* What is being asked
Word for word, transcribe the records that follow.

Dataset entries

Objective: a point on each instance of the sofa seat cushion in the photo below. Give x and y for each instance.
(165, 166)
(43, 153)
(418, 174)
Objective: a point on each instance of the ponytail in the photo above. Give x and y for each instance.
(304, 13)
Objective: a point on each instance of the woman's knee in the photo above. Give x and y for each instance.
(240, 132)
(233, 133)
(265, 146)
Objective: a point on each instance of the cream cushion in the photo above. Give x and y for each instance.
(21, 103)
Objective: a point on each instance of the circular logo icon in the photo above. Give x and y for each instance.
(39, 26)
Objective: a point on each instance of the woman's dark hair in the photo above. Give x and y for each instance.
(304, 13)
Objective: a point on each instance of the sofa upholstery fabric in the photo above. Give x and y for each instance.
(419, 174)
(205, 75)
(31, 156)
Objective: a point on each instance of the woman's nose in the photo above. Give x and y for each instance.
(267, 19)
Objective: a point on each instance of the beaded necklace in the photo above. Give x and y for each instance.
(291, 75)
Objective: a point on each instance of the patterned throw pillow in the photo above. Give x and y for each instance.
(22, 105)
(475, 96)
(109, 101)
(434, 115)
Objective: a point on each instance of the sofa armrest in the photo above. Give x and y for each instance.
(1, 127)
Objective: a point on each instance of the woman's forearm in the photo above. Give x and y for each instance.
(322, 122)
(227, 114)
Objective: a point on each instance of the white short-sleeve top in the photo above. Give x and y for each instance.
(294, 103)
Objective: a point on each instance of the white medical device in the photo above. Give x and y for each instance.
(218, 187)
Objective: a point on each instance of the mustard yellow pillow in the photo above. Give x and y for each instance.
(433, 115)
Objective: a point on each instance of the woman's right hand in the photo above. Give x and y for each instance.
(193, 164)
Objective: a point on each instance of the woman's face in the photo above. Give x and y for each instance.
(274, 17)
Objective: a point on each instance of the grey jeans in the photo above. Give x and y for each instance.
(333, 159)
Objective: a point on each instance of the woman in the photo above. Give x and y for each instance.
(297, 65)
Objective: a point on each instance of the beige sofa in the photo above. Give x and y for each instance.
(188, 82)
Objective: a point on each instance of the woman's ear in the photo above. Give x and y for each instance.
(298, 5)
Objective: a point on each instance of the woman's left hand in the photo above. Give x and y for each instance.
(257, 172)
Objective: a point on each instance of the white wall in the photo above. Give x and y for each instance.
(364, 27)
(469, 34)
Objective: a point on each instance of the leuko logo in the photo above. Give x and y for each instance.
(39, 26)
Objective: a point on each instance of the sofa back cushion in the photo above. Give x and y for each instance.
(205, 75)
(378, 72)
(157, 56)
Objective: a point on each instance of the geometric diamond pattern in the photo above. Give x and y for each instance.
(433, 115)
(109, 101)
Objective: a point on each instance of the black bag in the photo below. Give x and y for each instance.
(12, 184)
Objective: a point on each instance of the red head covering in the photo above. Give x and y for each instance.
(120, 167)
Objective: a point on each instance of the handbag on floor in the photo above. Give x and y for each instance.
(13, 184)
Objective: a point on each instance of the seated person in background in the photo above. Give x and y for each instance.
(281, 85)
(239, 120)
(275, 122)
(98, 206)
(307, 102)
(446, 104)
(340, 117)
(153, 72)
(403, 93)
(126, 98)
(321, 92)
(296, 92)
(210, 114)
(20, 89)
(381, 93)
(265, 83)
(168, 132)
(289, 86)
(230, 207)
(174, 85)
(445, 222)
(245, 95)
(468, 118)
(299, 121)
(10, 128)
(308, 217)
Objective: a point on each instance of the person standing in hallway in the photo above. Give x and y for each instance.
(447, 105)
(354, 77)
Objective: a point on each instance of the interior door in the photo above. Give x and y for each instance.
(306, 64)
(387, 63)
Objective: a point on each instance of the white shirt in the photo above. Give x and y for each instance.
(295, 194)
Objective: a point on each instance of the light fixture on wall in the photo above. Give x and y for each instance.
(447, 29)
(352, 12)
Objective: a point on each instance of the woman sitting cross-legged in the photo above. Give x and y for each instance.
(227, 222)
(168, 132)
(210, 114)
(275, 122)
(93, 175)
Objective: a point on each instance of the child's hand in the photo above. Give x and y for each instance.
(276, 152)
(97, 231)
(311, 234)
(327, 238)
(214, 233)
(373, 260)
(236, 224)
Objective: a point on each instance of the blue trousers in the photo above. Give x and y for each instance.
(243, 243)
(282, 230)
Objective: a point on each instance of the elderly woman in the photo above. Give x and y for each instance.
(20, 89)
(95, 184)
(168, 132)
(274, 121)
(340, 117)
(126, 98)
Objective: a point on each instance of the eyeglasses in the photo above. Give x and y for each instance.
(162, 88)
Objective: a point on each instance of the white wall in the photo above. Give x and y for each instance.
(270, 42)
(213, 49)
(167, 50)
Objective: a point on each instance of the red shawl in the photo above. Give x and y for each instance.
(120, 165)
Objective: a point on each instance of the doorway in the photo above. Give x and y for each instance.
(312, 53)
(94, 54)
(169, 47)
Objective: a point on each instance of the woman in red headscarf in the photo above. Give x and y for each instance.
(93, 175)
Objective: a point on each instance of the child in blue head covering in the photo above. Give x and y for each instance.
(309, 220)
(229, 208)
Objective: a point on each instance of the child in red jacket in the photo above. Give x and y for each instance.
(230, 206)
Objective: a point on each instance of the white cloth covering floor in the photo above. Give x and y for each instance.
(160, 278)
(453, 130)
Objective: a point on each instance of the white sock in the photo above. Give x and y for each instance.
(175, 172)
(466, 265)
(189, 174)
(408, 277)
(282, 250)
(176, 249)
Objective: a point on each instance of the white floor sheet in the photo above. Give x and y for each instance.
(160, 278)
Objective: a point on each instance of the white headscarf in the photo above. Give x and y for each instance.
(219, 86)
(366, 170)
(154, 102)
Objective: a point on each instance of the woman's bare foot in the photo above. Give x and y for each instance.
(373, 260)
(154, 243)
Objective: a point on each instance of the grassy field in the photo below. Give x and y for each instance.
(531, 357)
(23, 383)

* Result for this task
Objective: a point on each instance of the sofa seat cushion in the photo below. Give x and y for each instance.
(165, 166)
(43, 153)
(418, 174)
Objective: a point on each instance of the ponytail in the photo above. Give x and y for each instance.
(304, 13)
Objective: a point on each instance of the woman's knee in the photo above. Give x and y for each instance.
(240, 132)
(233, 133)
(265, 146)
Objective: a point on each instance of the cream cushion in the photo above. Give x and y for each instance.
(21, 103)
Objective: a point on each instance of the circular logo icon in the photo above. Give x and y for each instance.
(39, 26)
Objective: a point on each instance of the woman's dark hair in the photo above. Give x and y for each instance.
(304, 13)
Objective: a point on each instance of the sofa upholstery fabric in the photo above. Give x and y for each instance.
(419, 174)
(205, 75)
(31, 156)
Objective: a point on each instance of the woman's nose in the photo above. Give x and y for each instance.
(267, 19)
Objective: a point on each instance of the beaded necklace in the photo above. Give x and y for each instance.
(291, 75)
Objective: a point on each instance of the patterned throw pillow in the photo above. Give x and y for each instance.
(22, 105)
(475, 96)
(109, 101)
(434, 115)
Objective: a point on each instance of the sofa armrest in the photo above. Give x and y for each instance.
(1, 127)
Objective: a point on each instance of the woman's forearm in the photo above. Give x and y for each instance.
(322, 122)
(227, 114)
Objective: a point on each instance of the white short-sleeve top in the photo above. Give x and y for each instance.
(294, 103)
Objective: a point on each instance of the white medical device in the photo above. Give x and y for each instance.
(218, 187)
Objective: a point on each instance of the mustard yellow pillow in the photo above. Give x and y for each instance.
(433, 115)
Objective: a point on each instance of the woman's right hand in the photo above. Give x and y for each instance.
(193, 164)
Objective: a point on each instance of the woman's face in the photo above. Give x and y for each instance.
(274, 17)
Objective: a point on each instance of the grey jeans in the photo above. Give x and y for each instance.
(333, 159)
Objective: a point on each instance of the woman in the photo above. Give x and y for each instance.
(297, 65)
Objective: a point on each instance of the beige sofa in the photo above. Give x and y for each instance.
(188, 82)
Objective: a point on each instance of the woman's ear in the photo above. Give x and y for each instance.
(298, 5)
Objective: a point on each instance of the woman's left hand in the photo above. Give x and y for each instance.
(257, 172)
Objective: a point on each instance of the white wall in the photo above. Give x and y for each instance.
(364, 27)
(469, 34)
Objective: a point on each instance of the leuko logo in the photo above. Give x and y for each instance.
(39, 26)
Objective: a point on each instance of the sofa back cushion in the photo above. Give x and y for each instance.
(205, 75)
(378, 72)
(157, 56)
Objective: a point on each instance of the geometric diamond pattern in the photo above. Give x and y for each instance.
(433, 115)
(109, 101)
Objective: a point on each instance of the black bag in the photo below. Give x and y for each instance.
(12, 184)
Objective: a point on each instance of the red head covering in the photo above. Give x and y for each instance.
(120, 167)
Objective: a point on each instance of the handbag on floor in the photo above. Give x and y for each instance.
(13, 184)
Objective: a point on each instance of the seated person in background in the photo above. Give x and y for each instance.
(281, 85)
(239, 120)
(275, 122)
(98, 206)
(307, 102)
(446, 104)
(340, 117)
(153, 72)
(403, 93)
(126, 98)
(321, 92)
(296, 92)
(210, 114)
(20, 89)
(381, 93)
(265, 83)
(168, 132)
(289, 86)
(230, 207)
(174, 85)
(445, 222)
(245, 95)
(468, 118)
(299, 121)
(10, 128)
(308, 217)
Objective: a point on each instance of the person standing in hallway in the photo above. Give x and y for each instance.
(447, 105)
(354, 77)
Objective: a point on each instance of the interior door in the photo above. Give x and y for each instance.
(306, 64)
(387, 63)
Objective: a point on each instance of the white shirt in the photo above. Give x and y for each instance.
(295, 194)
Objective: a point on each instance of the light fixture on wall in the photo above. Give x and y for each instance.
(447, 29)
(352, 12)
Objective: a point on each instance of the woman sitting cross-legged in the photo above. Give x and y for each instance.
(227, 222)
(168, 132)
(210, 114)
(275, 122)
(93, 175)
Objective: a point on each instance of the child's hand in the photo above. Give x and y for each instance.
(276, 152)
(97, 231)
(311, 234)
(327, 238)
(214, 233)
(373, 260)
(236, 224)
Objective: a point on each instance of the blue trousers in the photo above. Give x and y for each instance.
(243, 243)
(282, 230)
Objective: a point on each instance of the elderly woman in the photo above. Give x and y for each instance.
(20, 89)
(95, 184)
(168, 132)
(274, 121)
(340, 117)
(126, 98)
Objective: a point on each instance of the eyeglasses in the photo above. Give x and y for each instance.
(162, 88)
Objective: a point on each instance of the white wall in the photo above. Give x and y for each instance.
(270, 42)
(213, 49)
(167, 50)
Objective: a point on each instance of the red shawl in the photo above. Give x and y for each instance.
(120, 165)
Objective: a point on each instance of the doorway in the photo above. Give x and y for each instance.
(312, 53)
(94, 54)
(169, 47)
Objective: a point on each instance of the woman in red headscarf in the photo above. Give x and y for each instance.
(93, 175)
Objective: a point on each instance of the child in blue head covering in the photo above. Give x and y for each instance.
(309, 220)
(229, 208)
Objective: a point on each instance of the child in red jacket in the photo above. Give x and y for each instance.
(230, 206)
Objective: a point on each instance of the white cloth covering floor in the photo above. Give x and y for each instance.
(160, 278)
(453, 130)
Objective: a point on each instance of the white sock in the photo above. Give x and y for each instance.
(175, 172)
(466, 265)
(189, 174)
(408, 277)
(282, 250)
(176, 249)
Objective: a point on each instance of the white floor sheet in the photo above. Give x and y for each instance.
(160, 278)
Objective: a point on each instance of the white headscarf in the photo above. Give x and y for each instance.
(219, 86)
(366, 170)
(154, 102)
Objective: a point on each instance of the woman's bare foot in the photo above. Give x and y for each instance.
(373, 260)
(154, 243)
Objective: a point on each instance of the grassy field in the photo below. Give x and y for each instance.
(531, 357)
(23, 383)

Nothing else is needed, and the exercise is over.